_AIM_.
Convert the records below, from their start through the line containing "(1199, 521)", into a JSON list of strings with one string per line and blank lines omitted. Both ends are included, and no other lines belong in the list.

_Records for identifying positions_.
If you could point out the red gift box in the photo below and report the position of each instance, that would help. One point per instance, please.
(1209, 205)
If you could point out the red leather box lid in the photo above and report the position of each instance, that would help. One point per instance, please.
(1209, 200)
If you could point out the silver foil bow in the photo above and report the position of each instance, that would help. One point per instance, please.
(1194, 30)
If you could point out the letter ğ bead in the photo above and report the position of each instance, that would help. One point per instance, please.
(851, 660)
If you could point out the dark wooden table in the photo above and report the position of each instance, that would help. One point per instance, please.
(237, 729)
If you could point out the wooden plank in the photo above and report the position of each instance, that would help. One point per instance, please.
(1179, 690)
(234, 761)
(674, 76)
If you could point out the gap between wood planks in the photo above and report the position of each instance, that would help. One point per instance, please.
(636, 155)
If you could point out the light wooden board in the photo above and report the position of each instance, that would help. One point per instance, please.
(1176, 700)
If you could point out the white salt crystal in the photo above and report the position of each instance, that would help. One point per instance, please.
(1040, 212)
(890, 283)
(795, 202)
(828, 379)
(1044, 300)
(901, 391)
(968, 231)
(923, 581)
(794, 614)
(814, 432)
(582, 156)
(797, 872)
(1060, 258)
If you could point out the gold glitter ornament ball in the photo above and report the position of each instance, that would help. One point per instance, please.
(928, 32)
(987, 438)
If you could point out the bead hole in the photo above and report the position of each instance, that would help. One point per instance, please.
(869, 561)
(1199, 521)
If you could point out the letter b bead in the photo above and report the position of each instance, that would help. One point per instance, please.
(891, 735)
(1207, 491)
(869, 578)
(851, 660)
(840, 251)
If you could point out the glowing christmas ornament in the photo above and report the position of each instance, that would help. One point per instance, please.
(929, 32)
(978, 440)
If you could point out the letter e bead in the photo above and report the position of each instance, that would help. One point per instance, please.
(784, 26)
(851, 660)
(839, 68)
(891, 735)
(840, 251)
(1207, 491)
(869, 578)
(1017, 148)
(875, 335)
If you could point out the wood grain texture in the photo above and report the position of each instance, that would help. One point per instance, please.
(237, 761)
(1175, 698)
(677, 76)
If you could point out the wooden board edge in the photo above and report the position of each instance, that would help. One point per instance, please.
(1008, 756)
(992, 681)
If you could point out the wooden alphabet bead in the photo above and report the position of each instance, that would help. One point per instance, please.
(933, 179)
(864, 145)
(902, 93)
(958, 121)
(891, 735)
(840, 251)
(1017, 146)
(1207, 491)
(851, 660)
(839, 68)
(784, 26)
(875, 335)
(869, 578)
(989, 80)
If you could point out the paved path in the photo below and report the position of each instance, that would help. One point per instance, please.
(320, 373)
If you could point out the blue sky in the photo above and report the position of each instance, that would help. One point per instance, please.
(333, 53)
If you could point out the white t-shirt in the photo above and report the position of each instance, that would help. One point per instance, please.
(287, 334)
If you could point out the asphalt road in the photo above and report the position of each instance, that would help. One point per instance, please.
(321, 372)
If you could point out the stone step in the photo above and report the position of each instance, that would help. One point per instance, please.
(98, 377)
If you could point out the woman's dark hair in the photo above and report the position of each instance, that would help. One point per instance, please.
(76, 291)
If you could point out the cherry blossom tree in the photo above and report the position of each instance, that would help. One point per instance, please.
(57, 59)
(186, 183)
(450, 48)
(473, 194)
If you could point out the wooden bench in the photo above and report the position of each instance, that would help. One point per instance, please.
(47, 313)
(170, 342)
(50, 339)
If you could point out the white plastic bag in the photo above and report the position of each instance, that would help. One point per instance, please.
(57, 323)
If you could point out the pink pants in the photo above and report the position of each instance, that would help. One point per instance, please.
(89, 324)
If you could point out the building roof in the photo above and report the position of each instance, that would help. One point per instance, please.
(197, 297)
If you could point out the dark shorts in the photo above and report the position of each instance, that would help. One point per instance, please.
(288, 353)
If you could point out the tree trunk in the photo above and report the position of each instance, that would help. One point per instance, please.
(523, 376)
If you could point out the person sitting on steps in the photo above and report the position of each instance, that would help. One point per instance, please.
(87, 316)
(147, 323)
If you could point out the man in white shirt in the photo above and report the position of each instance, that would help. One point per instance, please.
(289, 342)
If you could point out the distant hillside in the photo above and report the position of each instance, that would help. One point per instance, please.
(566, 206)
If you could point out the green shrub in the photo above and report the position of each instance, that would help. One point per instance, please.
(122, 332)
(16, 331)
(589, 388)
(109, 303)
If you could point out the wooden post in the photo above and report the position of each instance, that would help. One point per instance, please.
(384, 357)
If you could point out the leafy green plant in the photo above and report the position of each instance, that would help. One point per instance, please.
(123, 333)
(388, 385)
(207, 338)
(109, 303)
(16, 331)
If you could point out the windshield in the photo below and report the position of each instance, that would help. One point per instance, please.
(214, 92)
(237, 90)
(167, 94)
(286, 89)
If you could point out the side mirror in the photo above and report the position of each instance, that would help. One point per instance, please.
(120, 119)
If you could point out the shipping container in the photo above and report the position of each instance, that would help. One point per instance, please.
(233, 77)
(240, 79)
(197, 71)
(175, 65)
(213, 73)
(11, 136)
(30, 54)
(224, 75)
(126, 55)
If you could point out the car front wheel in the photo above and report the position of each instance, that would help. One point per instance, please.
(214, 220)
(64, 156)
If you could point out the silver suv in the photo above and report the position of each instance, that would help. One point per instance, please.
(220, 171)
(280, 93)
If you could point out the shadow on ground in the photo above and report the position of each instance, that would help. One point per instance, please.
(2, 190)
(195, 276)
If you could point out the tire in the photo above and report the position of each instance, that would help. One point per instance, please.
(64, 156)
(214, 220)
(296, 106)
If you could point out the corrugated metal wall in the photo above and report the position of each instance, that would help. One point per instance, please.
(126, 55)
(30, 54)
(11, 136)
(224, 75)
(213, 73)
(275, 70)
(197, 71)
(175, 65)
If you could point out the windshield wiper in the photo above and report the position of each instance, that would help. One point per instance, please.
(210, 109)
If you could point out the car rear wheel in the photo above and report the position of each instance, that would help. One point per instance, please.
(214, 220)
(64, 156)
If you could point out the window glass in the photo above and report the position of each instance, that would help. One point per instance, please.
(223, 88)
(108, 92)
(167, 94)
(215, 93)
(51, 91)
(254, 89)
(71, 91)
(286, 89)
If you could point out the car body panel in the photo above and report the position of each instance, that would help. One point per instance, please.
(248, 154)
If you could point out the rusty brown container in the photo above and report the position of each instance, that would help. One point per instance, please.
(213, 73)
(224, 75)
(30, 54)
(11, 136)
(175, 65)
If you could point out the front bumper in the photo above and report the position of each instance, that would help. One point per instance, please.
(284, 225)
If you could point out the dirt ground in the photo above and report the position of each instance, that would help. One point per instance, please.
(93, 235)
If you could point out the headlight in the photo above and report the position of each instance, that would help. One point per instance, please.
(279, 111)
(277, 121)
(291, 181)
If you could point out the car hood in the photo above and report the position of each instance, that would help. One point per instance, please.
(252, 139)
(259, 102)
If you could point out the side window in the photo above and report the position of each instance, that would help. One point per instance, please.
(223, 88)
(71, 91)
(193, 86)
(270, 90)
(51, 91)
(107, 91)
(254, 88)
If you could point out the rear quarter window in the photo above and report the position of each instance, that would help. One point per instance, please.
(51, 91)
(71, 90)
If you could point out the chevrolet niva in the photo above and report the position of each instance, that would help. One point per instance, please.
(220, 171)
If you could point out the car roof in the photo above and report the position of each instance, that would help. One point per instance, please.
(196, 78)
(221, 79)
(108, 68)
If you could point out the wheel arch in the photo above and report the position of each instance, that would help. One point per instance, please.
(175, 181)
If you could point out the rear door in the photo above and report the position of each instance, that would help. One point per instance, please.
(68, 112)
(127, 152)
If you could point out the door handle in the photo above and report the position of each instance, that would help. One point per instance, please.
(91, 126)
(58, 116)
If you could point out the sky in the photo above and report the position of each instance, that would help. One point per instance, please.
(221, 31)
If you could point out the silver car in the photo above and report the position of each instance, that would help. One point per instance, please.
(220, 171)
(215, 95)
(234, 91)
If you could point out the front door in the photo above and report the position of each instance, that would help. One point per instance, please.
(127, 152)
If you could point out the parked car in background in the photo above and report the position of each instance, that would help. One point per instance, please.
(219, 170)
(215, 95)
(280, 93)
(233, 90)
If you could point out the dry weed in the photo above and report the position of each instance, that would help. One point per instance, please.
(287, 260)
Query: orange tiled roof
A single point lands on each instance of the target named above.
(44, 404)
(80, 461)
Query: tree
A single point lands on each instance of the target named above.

_CORRECT ANSWER_.
[
  "If you could point out the red gift box in the photo below and report the position of each instance, that would help. One point per instance, please.",
  "(1209, 205)",
  "If you could point out the red leather box lid in the photo above and report the position of each instance, that would help. One point per instance, please.",
  "(1209, 200)",
  "If you could point out the silver foil bow in the photo above and report the position of each instance, that would help. One point per instance, please.",
  "(1194, 30)",
  "If you could point out the letter ğ bead in the photo above and report the position of each instance, that would help. One point per instance, please.",
  "(851, 660)",
  "If you could point out the dark wooden table in the photo above and report the position of each instance, that would help. One point per instance, please.",
  "(237, 729)",
  "If you could point out the wooden plank in the photo above and report the position of each instance, that would help. One point per instance, please.",
  "(1179, 690)",
  "(234, 761)",
  "(674, 76)",
  "If you could point out the gap between wood planks in the photo above and report the position of each instance, that would help. One point per instance, please.",
  "(636, 155)",
  "If you could point out the light wooden board in the photo above and report the position of each instance, that would help. One point per instance, please.",
  "(1176, 700)",
  "If you could point out the white salt crystal in the photo above and report the position of each instance, that would help. One point per instance, please.",
  "(1040, 212)",
  "(890, 283)",
  "(795, 202)",
  "(828, 379)",
  "(1044, 300)",
  "(901, 391)",
  "(968, 231)",
  "(923, 581)",
  "(794, 614)",
  "(814, 432)",
  "(582, 156)",
  "(797, 872)",
  "(1060, 258)",
  "If you could point out the gold glitter ornament ball in the photo above and report the position of each instance, that would help. One point per instance, please.",
  "(928, 32)",
  "(987, 438)",
  "If you could point out the bead hole in the photo above and report the position of each instance, that would help. One point per instance, please.",
  "(869, 561)",
  "(1199, 521)"
]